+++ TEXTE PRÉSENTÉ +++
D'où vient donc qu'à mon insu mes premières préférences m'aient entraîné loin de vous?

Les premiers hôtes spontanés de mon coeur ont été le petit roi de Galice et Lorenzaccio. A son tour, Fabrice del Dongo y a pénétré. Et quand sir Kenneth, le chevalier du Léopard Couchant, s'entretenait avec l'émir kurde, mon assentiment n'allait pas au baron chrétien.

Mais le jour où j'ai trouvé sur les quais, et  acheté, pour quelques sous, le Livre de la Jungle, ma destinée m'a été révélée. Il manquait à mon toit un signe qui marquât où soufflait le vent. J'ai reconnu ce jour-là que le vent ne cessait de me désigner l'Orient.

Ne croyez pas que je n'aie lutté. Je ne me suis pas borné à me nourrir de vos classiques, avec enthousiasme et gravité. Je me suis plié à tous vos caprices.

Quand la fantaisie vous en est venue, j'ai, moi aussi, cru vivre avec Raskolnikof et me prendre de passion pour le prince André. Mes premiers voyages hors de votre sol ont été conformes aux leçons que vous donniez à vos jeunes gens d'alors; ils ont été pour Van Eyck et pour Rembrandt, pour les musées de Berlin, les orchestres de Munich, les docks de Hambourg, et je suis allé à Copenhague admirer une capitale où Rodin était tenu déjà pour un maître.

Mais, un jour, celle qui me connaissait mieux que je ne me connais m'a dit en souriant : Quand songerez-vous à l'Italie? Pourquoi aurais-je eu cette idée? La Lumière ne nous venait-elle pas du Nord, de compagnie avec la Bonté?
+++
■ **CONSIGNE ÉCRITE 1**:
Transcrivez fidèlement le passage du texte présenté qui commence à "D'où vient donc" et se termine à "me désigner l'Orient.".
Le texte présenté et les lignes des données fournies sont indépendants l'un de l'autre.
+++ DONNÉES FOURNIES +++
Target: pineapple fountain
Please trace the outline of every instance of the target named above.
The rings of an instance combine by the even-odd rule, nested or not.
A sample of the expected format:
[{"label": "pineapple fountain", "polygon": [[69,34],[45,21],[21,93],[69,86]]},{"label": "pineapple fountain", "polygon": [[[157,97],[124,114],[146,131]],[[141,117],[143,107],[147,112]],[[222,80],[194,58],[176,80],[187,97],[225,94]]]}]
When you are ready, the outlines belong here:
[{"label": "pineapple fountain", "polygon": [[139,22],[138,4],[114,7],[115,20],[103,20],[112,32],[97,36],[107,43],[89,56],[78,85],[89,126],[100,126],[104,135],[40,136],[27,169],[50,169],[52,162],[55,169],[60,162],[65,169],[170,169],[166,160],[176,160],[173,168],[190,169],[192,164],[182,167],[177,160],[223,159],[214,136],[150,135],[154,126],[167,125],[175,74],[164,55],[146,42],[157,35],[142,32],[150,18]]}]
+++
■ **CONSIGNE ÉCRITE 2**:
Reproduisez mot pour mot les lignes des données fournies, en commençant à la première et en terminant à celle qui contient "When you are", cette dernière comprise.

■ **RÉPONSE FINALE 1**:
D'où vient donc qu'à mon insu mes premières préférences m'aient entraîné loin de vous?

Les premiers hôtes spontanés de mon coeur ont été le petit roi de Galice et Lorenzaccio. A son tour, Fabrice del Dongo y a pénétré. Et quand sir Kenneth, le chevalier du Léopard Couchant, s'entretenait avec l'émir kurde, mon assentiment n'allait pas au baron chrétien.

Mais le jour où j'ai trouvé sur les quais, et  acheté, pour quelques sous, le Livre de la Jungle, ma destinée m'a été révélée. Il manquait à mon toit un signe qui marquât où soufflait le vent. J'ai reconnu ce jour-là que le vent ne cessait de me désigner l'Orient.

■ **RÉPONSE FINALE 2**:
Target: pineapple fountain
Please trace the outline of every instance of the target named above.
The rings of an instance combine by the even-odd rule, nested or not.
A sample of the expected format:
[{"label": "pineapple fountain", "polygon": [[69,34],[45,21],[21,93],[69,86]]},{"label": "pineapple fountain", "polygon": [[[157,97],[124,114],[146,131]],[[141,117],[143,107],[147,112]],[[222,80],[194,58],[176,80],[187,97],[225,94]]]}]
When you are ready, the outlines belong here:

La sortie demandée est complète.